WORK INSTRUCTIONS: Where a line of the entries holds the string "group", copy that line.

Point-per-instance localization data:

--- START ---

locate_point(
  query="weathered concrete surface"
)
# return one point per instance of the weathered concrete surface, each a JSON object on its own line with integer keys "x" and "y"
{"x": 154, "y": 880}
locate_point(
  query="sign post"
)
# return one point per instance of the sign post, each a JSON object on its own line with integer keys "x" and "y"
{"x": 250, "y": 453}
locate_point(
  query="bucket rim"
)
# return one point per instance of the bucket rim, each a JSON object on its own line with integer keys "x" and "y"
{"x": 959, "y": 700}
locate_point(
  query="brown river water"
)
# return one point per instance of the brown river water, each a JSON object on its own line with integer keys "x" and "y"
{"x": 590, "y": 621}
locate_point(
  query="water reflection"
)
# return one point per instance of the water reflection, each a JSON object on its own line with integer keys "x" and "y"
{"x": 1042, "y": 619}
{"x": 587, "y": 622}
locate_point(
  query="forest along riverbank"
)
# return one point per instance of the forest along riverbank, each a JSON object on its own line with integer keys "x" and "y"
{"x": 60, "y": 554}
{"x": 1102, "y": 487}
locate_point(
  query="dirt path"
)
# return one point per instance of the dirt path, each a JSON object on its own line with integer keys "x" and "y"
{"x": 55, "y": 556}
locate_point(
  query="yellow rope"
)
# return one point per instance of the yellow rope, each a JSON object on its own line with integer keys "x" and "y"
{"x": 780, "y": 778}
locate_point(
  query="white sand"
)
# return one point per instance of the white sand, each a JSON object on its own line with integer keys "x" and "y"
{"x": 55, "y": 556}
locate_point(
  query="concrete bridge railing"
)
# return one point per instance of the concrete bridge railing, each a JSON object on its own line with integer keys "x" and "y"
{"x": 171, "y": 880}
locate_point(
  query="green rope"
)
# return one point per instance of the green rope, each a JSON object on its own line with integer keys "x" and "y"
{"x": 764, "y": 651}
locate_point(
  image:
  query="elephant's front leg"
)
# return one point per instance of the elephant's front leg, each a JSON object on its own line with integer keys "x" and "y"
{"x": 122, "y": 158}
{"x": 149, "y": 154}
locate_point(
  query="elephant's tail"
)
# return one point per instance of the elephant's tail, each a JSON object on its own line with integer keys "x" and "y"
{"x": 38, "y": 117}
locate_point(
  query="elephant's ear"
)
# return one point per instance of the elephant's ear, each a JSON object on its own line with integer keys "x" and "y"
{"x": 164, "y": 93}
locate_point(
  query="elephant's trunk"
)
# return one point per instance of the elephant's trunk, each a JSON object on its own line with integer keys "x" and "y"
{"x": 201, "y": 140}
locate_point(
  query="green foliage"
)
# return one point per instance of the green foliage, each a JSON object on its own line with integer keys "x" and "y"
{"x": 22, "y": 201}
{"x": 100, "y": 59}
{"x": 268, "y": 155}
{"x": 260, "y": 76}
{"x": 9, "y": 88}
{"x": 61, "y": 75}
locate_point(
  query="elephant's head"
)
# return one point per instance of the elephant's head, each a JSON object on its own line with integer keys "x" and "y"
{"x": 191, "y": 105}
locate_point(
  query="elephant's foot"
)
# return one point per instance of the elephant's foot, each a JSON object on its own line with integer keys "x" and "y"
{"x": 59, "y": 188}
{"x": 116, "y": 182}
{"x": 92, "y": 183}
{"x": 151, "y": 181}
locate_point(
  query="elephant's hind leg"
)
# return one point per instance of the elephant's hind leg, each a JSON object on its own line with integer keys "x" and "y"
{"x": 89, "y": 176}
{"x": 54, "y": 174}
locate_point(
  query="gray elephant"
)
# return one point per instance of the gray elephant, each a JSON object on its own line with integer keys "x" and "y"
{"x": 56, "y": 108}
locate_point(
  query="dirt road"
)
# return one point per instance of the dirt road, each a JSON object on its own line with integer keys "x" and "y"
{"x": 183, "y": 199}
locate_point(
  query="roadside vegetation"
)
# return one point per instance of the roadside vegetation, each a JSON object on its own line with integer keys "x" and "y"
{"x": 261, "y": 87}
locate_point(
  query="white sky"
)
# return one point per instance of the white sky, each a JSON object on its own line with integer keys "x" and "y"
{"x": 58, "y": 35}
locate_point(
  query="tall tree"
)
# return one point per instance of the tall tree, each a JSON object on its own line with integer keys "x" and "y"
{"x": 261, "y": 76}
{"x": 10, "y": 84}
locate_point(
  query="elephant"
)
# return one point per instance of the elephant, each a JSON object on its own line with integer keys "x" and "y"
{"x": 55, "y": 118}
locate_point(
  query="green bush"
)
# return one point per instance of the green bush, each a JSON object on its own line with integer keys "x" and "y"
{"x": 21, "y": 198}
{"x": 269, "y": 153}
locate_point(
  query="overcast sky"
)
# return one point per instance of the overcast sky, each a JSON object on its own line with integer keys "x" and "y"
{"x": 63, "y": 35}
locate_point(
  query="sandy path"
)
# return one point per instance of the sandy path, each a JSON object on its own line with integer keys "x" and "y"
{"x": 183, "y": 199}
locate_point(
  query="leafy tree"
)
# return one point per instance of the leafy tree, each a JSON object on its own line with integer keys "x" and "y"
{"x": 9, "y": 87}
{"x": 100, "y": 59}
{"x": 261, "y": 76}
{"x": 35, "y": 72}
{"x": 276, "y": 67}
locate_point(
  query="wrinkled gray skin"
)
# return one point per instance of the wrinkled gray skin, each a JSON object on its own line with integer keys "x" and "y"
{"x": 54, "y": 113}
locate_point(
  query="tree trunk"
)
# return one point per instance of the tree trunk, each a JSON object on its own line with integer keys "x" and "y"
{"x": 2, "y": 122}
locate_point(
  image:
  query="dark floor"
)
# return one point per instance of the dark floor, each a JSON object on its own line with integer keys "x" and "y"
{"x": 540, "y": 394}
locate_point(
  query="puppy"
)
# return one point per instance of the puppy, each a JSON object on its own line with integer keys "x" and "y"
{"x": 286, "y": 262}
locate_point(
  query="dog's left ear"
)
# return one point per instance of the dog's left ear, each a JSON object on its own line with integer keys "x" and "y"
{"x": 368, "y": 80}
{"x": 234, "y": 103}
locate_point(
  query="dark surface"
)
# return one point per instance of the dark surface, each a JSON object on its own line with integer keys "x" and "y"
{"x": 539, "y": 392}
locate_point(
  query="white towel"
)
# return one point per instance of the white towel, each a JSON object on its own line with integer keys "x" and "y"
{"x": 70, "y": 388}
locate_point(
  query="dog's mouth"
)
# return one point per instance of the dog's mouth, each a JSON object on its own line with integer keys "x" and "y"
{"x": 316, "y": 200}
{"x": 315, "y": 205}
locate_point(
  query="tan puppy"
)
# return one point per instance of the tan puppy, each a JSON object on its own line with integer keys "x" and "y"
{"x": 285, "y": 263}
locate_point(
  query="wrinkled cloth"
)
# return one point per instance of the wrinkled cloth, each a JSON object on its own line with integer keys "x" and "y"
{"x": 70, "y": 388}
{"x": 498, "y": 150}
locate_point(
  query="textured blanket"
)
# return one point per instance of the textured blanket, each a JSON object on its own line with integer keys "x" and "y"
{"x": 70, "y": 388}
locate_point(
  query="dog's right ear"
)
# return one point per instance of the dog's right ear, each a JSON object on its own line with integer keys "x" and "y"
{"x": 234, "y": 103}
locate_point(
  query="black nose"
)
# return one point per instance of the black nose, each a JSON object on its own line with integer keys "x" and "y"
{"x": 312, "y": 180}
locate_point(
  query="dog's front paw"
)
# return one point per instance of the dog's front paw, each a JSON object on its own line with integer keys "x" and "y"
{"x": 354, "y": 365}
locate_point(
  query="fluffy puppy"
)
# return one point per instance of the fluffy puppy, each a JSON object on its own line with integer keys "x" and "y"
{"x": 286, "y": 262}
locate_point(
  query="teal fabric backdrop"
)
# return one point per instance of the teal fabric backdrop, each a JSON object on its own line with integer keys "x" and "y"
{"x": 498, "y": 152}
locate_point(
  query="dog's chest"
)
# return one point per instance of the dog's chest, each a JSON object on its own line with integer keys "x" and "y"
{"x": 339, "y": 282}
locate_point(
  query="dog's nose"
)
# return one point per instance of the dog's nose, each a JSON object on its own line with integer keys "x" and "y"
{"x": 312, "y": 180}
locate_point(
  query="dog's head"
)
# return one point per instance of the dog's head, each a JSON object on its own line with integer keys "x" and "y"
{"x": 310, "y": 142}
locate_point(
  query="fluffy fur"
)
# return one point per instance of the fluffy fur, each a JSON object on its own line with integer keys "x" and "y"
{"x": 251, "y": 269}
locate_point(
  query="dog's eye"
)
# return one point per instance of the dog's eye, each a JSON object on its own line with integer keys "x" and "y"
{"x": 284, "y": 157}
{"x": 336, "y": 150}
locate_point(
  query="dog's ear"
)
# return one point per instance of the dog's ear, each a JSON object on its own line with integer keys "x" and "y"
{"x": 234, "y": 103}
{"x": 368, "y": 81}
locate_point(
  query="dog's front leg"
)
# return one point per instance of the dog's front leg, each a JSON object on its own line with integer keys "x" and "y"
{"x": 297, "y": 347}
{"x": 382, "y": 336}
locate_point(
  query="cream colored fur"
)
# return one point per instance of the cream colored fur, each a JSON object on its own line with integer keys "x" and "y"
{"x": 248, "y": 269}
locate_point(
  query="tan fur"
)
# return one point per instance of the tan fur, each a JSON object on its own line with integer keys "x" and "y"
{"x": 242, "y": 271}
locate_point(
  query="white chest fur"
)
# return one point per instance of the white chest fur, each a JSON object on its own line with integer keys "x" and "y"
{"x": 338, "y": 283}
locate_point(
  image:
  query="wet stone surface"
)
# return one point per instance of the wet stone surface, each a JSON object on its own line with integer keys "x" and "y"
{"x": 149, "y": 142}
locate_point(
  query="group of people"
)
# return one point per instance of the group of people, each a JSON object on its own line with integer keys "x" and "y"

--- END ---

SOLUTION FOR THIS TASK:
  query="group of people"
# return one point per instance of the group of people, each a JSON object on its own line with integer keys "x" and "y"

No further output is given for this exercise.